# Directions:
Supply the number of lines in the data below that hold "paving", and let that number be the whole answer.

*** Opening of Task data ***

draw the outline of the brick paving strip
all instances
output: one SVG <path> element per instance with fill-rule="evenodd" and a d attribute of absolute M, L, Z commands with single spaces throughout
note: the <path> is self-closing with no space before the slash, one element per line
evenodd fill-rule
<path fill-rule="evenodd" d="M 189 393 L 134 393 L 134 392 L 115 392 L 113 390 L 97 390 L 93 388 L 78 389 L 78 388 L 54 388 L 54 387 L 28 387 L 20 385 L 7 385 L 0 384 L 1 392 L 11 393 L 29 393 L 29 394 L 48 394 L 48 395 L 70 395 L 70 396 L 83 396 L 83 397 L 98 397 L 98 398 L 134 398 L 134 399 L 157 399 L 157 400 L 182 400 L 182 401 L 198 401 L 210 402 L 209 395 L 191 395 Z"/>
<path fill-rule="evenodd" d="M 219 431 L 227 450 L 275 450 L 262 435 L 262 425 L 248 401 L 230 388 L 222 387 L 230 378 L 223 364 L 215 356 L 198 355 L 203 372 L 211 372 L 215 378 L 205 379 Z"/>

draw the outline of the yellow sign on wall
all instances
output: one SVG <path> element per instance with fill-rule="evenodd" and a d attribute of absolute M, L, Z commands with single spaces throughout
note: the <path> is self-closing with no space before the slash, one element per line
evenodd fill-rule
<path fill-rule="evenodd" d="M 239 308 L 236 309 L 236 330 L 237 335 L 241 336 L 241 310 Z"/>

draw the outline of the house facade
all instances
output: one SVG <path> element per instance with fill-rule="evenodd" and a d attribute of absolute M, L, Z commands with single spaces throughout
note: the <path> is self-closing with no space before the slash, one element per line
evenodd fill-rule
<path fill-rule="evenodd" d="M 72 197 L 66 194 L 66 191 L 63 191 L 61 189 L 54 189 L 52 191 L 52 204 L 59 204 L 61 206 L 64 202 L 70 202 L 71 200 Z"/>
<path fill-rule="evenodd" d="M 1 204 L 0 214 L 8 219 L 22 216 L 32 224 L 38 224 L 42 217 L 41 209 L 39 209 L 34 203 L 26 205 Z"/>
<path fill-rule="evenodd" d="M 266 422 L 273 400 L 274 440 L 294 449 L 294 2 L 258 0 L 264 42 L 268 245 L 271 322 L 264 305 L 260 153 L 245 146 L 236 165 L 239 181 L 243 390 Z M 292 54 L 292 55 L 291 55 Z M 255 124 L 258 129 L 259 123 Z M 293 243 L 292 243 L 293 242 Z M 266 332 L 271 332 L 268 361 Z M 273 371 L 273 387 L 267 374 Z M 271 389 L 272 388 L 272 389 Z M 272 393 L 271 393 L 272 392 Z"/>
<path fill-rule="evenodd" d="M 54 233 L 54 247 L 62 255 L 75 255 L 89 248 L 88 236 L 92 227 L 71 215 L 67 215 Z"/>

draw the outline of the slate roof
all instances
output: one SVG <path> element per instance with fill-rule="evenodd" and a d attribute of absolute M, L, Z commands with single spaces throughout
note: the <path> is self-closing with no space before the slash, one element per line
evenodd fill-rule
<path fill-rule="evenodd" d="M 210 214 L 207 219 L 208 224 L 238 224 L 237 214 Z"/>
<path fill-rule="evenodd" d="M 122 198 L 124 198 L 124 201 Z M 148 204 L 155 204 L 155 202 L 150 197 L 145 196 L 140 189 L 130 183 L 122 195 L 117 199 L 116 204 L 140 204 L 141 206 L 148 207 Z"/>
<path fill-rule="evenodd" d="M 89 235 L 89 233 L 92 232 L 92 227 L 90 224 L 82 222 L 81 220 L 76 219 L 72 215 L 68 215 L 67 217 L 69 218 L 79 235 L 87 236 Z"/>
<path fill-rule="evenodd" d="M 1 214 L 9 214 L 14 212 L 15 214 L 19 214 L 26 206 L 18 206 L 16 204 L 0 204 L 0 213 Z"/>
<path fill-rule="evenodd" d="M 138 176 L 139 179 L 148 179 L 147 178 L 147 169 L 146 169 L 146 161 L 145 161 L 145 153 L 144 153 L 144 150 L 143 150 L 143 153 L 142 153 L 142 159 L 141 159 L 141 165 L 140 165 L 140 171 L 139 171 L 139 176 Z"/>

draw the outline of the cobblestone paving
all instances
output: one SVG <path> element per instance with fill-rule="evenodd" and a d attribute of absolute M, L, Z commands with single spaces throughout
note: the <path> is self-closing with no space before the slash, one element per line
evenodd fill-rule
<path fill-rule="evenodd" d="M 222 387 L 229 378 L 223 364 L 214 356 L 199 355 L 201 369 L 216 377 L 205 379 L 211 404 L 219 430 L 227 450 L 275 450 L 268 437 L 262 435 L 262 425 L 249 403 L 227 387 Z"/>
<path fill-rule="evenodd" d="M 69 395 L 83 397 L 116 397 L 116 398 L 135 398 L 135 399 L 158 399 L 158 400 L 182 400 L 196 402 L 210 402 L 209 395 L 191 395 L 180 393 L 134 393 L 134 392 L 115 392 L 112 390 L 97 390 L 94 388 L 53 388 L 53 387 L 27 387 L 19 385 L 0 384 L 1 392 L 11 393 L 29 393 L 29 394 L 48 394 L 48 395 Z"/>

*** Close of Task data ***
*** Opening of Task data ***

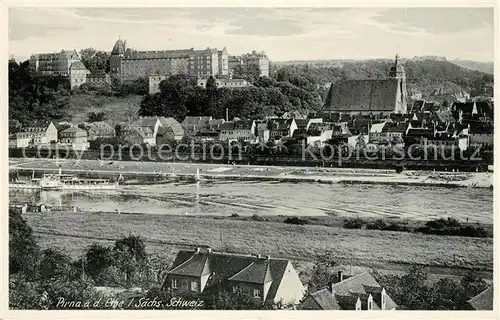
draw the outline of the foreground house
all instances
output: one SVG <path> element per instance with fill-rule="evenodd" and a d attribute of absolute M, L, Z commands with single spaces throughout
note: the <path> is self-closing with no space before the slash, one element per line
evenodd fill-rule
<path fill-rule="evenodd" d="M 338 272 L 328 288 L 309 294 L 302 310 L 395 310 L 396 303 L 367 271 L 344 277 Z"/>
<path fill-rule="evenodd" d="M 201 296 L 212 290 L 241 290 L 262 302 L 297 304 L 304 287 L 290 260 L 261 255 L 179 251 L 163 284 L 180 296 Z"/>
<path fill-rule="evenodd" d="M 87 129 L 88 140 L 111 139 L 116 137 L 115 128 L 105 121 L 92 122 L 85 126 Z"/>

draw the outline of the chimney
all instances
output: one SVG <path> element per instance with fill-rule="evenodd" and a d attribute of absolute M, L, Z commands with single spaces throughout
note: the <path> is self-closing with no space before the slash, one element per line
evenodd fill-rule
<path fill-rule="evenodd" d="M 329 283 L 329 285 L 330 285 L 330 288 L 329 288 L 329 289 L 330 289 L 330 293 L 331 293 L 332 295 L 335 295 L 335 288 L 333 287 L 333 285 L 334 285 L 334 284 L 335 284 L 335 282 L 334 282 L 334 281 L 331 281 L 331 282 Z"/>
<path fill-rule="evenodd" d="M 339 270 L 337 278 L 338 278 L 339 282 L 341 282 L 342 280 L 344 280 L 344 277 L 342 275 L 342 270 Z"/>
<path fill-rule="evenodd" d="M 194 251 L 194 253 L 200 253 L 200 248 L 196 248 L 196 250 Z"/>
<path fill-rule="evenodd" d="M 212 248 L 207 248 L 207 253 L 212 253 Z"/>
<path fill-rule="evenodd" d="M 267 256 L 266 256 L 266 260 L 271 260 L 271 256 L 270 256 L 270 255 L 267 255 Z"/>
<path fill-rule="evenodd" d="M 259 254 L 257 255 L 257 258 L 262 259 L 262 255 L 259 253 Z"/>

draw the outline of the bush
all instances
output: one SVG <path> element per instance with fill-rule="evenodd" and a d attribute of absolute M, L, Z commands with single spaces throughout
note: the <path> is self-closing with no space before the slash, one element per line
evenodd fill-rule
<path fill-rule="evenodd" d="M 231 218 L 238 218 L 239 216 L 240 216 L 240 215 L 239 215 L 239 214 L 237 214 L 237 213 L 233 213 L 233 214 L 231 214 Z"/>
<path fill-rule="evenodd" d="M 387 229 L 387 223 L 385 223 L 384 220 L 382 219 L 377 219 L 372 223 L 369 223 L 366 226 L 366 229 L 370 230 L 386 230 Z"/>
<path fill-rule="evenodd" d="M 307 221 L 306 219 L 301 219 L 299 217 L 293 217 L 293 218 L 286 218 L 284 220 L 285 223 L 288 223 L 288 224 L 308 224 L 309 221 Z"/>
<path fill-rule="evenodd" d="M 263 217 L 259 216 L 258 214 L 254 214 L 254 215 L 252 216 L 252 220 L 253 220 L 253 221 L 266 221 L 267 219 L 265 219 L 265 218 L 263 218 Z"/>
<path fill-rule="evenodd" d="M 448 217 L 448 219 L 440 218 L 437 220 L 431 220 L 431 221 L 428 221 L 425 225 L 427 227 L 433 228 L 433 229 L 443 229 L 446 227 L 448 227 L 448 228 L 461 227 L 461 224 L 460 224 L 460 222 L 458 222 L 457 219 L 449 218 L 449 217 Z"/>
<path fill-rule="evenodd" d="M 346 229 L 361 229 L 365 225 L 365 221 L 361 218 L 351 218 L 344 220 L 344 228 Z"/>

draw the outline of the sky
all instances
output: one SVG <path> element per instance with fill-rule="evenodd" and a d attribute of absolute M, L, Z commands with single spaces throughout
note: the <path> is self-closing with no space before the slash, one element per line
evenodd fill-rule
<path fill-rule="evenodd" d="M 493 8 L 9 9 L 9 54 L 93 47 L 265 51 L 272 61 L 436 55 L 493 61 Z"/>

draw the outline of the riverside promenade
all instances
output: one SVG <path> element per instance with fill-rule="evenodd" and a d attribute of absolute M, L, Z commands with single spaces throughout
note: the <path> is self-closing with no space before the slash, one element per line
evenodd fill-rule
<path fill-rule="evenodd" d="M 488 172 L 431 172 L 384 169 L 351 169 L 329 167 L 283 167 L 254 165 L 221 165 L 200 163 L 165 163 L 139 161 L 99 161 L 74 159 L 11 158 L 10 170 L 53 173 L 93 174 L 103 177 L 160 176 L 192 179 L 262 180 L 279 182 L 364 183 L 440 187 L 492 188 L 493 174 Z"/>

*** Close of Task data ***

# Problem solution:
2